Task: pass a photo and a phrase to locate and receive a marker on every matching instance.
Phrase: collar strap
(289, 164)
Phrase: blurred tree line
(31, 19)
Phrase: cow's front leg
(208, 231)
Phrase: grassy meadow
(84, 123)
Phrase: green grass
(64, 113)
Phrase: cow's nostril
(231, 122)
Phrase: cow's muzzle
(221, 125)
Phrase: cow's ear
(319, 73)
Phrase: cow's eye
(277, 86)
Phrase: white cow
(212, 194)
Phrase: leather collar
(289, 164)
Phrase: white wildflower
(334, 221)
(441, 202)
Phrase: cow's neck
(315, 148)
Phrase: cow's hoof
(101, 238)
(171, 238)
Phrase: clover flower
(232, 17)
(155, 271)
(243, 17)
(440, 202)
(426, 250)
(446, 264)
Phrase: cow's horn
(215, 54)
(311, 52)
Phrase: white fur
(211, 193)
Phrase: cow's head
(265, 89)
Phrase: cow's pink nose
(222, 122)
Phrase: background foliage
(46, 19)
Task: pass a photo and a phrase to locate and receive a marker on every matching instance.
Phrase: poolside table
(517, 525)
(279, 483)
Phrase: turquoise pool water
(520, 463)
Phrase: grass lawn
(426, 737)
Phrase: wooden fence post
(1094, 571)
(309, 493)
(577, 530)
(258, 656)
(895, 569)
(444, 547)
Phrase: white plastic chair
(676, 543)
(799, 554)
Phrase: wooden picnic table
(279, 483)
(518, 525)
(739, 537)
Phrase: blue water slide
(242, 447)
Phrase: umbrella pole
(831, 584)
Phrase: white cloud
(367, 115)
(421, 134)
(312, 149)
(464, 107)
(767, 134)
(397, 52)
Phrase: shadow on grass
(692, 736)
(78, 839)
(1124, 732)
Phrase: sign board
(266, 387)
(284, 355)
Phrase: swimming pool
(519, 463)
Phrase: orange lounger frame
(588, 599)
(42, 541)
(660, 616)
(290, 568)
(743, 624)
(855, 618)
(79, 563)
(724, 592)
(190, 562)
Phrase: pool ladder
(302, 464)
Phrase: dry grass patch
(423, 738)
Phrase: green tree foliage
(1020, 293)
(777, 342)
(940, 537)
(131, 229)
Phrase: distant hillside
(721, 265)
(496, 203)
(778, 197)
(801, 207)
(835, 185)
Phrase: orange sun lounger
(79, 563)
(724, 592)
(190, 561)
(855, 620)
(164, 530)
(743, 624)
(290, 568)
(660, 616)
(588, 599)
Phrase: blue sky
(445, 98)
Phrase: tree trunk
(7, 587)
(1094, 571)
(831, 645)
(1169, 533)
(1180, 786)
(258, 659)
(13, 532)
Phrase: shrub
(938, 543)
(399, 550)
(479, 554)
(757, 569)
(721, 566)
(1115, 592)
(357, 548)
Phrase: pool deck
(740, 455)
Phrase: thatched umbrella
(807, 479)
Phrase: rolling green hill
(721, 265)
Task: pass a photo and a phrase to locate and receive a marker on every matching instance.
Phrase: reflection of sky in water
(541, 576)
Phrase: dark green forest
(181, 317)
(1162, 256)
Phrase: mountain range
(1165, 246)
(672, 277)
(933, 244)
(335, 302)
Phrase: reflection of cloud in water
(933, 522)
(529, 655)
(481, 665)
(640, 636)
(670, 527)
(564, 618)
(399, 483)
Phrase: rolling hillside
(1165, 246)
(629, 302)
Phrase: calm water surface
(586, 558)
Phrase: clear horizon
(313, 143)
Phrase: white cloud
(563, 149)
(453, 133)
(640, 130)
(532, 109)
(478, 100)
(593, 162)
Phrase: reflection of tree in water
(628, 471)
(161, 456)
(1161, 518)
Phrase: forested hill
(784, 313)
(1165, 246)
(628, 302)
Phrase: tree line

▶ **GIVEN INSTRUCTION**: Extract every row above and reproduce each one verbatim, in its original order.

▶ **EXPECTED ANSWER**:
Task: pass a photo and a phrase to locate and receive a marker on every matching instance.
Phrase: collar strap
(289, 164)
Phrase: blurred tree line
(31, 19)
Phrase: cow's front leg
(208, 231)
Phrase: grassy meadow
(84, 123)
Phrase: green grass
(64, 113)
Phrase: cow's nostril
(231, 122)
Phrase: cow's muzzle
(221, 125)
Phrase: cow's ear
(319, 73)
Phrase: cow's eye
(277, 86)
Phrase: white cow
(212, 194)
Phrase: leather collar
(289, 164)
Phrase: white wildflower
(334, 221)
(441, 202)
Phrase: cow's neck
(315, 148)
Phrase: cow's hoof
(101, 238)
(171, 238)
Phrase: clover flower
(232, 17)
(155, 271)
(243, 17)
(440, 202)
(426, 250)
(446, 264)
Phrase: cow's horn
(215, 54)
(311, 52)
Phrase: white fur
(211, 193)
Phrase: cow's head
(265, 89)
Phrase: cow's pink nose
(222, 122)
Phrase: background foliage
(46, 19)
Task: pass a photo and a phrase to locate and receive a marker on every matching instance.
Phrase: poolside table
(517, 525)
(279, 483)
Phrase: turquoise pool water
(520, 463)
Phrase: grass lawn
(426, 737)
Phrase: wooden fence post
(1094, 571)
(309, 493)
(577, 530)
(258, 656)
(895, 569)
(444, 547)
Phrase: white plastic chair
(676, 543)
(799, 554)
Phrase: wooden picnic table
(279, 483)
(518, 525)
(739, 537)
Phrase: blue water slide
(242, 447)
Phrase: umbrella pole
(831, 584)
Phrase: white cloud
(367, 115)
(421, 134)
(312, 149)
(464, 107)
(767, 134)
(397, 52)
Phrase: shadow on grass
(692, 736)
(78, 839)
(1124, 732)
Phrase: sign board
(266, 387)
(284, 355)
Phrase: swimming pool
(519, 463)
Phrase: orange lounger frame
(588, 599)
(42, 541)
(660, 616)
(290, 568)
(743, 624)
(855, 618)
(79, 563)
(724, 592)
(190, 562)
Phrase: pool ladder
(302, 464)
Phrase: dry grass patch
(423, 738)
Phrase: green tree foliage
(1020, 293)
(777, 342)
(940, 537)
(131, 229)
Phrase: distant hillside
(721, 265)
(496, 203)
(778, 197)
(801, 207)
(835, 185)
Phrase: orange sun lounger
(79, 563)
(724, 592)
(190, 561)
(855, 620)
(164, 530)
(743, 624)
(290, 568)
(660, 616)
(588, 599)
Phrase: blue sky
(445, 98)
Phrase: tree trunk
(7, 587)
(1094, 571)
(831, 645)
(1169, 533)
(1180, 786)
(258, 659)
(13, 532)
Phrase: shrub
(938, 543)
(399, 550)
(479, 554)
(757, 569)
(721, 566)
(1115, 592)
(357, 548)
Phrase: pool deck
(740, 455)
Phrase: thatched umbrella
(807, 479)
Phrase: rolling green hill
(721, 265)
Task: pass a photo and a phrase to locate and receive a marker on every matching instance.
Phrase: reflection of sky in water
(541, 576)
Phrase: dark green forest
(181, 317)
(1162, 256)
Phrase: mountain range
(1165, 246)
(672, 277)
(933, 244)
(335, 302)
Phrase: reflection of cloud in water
(933, 522)
(529, 655)
(481, 665)
(640, 636)
(670, 527)
(564, 618)
(399, 483)
Phrase: rolling hillside
(1165, 246)
(629, 302)
Phrase: calm water surface
(586, 558)
Phrase: clear horizon
(313, 143)
Phrase: white cloud
(563, 149)
(453, 133)
(640, 130)
(532, 109)
(478, 100)
(593, 162)
Phrase: reflection of tree in water
(628, 471)
(161, 456)
(1161, 518)
Phrase: forested hill
(784, 313)
(1165, 246)
(628, 302)
Phrase: tree line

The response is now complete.